- _Exercise directions_
Locate every line in the data below that contains the word "thick", and copy each of those lines.

- _Provided data_
+ + + + + + +

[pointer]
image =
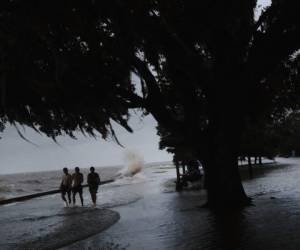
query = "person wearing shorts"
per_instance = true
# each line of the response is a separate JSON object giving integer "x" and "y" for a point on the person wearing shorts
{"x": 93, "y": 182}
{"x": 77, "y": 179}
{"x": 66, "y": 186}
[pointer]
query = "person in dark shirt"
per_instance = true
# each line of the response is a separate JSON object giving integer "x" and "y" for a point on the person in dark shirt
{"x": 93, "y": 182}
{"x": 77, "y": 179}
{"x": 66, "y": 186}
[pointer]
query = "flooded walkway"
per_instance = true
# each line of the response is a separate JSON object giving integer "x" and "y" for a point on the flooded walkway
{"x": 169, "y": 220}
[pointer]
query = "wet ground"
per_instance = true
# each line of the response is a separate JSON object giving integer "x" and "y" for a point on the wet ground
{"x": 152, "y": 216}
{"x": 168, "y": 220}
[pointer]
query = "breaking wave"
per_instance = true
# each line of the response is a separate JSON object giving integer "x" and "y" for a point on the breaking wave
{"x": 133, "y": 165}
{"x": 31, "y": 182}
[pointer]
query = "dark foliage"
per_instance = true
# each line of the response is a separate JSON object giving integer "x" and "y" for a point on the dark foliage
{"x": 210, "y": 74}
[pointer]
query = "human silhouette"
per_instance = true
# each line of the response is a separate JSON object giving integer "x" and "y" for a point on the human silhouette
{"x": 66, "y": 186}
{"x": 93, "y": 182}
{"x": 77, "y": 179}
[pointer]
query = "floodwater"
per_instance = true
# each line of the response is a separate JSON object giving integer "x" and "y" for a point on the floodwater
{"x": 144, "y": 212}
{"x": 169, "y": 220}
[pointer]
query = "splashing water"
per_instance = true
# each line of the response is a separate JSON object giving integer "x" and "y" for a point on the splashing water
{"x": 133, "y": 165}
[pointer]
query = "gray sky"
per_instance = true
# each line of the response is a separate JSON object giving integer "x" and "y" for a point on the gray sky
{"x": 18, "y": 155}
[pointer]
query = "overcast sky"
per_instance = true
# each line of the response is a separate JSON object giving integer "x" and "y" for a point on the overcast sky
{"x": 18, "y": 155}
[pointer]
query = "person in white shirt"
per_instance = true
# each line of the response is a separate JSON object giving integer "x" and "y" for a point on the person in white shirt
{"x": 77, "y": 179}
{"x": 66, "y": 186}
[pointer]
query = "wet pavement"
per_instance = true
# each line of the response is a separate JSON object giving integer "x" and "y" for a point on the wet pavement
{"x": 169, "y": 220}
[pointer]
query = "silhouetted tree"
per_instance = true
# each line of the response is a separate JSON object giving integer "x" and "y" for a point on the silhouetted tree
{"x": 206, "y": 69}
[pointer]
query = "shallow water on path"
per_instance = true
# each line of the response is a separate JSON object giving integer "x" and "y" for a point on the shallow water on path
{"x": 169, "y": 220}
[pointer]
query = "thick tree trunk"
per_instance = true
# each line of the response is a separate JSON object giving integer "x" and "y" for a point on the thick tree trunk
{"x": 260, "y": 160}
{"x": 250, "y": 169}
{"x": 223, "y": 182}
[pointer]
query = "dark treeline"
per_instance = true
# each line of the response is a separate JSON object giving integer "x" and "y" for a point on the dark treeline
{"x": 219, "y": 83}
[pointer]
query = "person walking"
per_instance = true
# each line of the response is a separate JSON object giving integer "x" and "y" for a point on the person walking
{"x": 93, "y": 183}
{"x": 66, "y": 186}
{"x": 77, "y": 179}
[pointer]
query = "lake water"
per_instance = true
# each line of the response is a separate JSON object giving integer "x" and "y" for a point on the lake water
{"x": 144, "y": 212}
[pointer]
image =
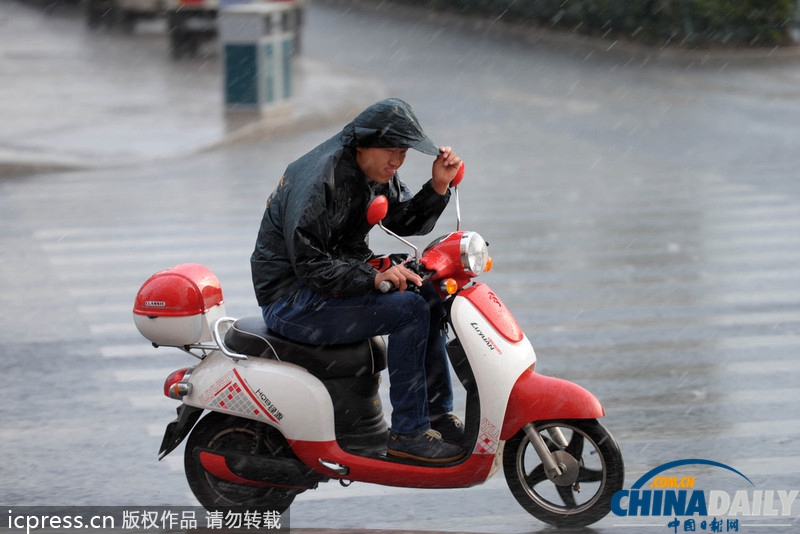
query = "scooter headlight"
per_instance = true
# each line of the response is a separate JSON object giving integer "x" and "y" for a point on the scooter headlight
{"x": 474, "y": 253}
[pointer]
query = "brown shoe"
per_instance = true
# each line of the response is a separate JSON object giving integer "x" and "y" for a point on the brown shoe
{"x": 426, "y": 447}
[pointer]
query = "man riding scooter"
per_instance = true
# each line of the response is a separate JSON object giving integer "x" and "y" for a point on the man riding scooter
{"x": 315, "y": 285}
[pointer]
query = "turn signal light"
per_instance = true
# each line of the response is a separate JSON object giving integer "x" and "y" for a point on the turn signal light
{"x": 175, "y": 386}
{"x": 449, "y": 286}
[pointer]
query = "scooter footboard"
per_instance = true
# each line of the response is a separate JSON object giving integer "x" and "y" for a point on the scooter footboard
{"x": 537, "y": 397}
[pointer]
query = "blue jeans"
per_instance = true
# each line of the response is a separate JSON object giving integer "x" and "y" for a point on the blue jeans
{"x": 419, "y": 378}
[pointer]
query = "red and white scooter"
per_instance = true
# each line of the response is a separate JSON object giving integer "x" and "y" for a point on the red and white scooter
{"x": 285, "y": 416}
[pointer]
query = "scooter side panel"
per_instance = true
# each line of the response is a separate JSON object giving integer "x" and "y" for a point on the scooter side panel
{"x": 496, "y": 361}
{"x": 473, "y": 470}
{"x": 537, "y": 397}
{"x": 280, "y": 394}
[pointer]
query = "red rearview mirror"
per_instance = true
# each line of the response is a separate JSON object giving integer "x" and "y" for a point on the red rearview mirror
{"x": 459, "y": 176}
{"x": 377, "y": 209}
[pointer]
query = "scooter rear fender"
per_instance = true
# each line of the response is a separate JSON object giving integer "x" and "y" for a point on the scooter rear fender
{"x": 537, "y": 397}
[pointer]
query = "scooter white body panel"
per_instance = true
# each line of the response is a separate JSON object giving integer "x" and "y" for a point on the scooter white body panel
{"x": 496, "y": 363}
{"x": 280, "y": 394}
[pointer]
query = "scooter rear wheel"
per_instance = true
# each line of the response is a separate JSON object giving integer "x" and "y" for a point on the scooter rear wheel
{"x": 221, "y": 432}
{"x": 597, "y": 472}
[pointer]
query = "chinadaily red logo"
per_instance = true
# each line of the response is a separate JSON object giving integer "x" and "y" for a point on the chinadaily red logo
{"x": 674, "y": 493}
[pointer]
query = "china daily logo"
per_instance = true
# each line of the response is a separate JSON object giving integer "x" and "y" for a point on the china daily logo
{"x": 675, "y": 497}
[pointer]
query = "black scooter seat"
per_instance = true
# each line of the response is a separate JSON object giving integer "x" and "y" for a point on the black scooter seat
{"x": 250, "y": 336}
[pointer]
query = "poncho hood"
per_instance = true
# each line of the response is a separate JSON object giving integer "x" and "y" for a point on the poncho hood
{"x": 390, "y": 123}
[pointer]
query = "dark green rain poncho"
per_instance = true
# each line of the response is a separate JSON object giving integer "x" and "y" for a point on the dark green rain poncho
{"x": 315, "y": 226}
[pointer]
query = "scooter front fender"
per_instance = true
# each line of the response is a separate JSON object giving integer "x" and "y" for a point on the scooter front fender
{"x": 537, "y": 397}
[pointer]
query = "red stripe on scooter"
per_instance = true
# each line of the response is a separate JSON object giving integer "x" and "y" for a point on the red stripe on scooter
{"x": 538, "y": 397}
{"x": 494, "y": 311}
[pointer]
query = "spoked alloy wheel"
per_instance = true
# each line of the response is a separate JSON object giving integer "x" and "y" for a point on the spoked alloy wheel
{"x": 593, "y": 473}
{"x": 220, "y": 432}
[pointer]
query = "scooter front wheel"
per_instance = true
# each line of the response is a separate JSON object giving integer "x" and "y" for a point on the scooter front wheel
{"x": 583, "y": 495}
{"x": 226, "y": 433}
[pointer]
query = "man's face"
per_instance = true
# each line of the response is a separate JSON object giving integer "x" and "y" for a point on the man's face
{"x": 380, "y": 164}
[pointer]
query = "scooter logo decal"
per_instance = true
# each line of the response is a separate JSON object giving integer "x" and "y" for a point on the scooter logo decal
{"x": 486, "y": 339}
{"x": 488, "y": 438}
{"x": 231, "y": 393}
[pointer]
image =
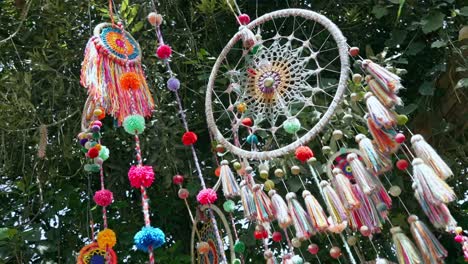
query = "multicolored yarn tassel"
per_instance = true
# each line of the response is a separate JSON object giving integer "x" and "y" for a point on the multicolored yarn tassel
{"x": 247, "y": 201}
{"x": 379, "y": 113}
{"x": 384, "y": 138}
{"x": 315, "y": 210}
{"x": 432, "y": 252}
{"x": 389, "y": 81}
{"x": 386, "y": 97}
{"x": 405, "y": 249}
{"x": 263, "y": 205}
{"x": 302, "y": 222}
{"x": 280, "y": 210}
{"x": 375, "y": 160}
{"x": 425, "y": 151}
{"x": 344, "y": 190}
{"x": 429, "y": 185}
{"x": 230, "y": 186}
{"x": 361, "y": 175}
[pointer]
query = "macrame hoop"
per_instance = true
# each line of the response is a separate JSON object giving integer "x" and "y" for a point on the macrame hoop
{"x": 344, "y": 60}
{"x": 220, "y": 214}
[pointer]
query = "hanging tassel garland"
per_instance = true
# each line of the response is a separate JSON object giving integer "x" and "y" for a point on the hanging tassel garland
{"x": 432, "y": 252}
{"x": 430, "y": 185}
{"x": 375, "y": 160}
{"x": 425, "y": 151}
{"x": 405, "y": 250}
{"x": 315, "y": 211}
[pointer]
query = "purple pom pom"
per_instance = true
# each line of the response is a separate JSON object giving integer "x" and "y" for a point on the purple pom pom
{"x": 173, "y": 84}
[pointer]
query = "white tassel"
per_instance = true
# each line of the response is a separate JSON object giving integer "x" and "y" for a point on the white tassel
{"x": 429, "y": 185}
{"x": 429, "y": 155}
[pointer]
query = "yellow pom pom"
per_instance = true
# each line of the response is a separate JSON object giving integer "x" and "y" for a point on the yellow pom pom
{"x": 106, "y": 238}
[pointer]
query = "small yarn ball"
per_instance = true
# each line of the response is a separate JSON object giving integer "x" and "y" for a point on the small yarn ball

+ + + + + + +

- _Solution to this task_
query = "thick tree trunk"
# each line of the response is a separate JSON object giving integer "x" and "y" for a point on the thick tree trunk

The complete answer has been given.